▶ **任务要求**
统计下方记录中包含字符串“stone”的行数（区分大小写），只给出数字。

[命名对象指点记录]
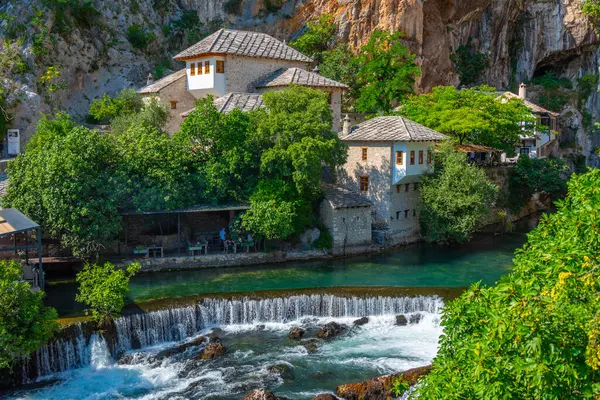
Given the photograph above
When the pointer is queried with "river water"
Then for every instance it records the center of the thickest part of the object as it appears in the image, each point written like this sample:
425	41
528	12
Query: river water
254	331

--

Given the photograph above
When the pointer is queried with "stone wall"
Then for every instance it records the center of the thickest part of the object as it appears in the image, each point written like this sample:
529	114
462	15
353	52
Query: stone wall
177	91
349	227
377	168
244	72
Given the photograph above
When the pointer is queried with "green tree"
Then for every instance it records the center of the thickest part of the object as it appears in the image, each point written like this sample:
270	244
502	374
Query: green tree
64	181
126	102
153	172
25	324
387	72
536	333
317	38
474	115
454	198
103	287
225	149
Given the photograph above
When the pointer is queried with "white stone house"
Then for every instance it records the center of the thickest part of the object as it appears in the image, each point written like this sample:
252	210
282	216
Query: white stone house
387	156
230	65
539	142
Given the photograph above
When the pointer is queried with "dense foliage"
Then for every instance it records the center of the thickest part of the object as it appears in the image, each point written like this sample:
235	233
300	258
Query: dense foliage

▶ **任务输出**
4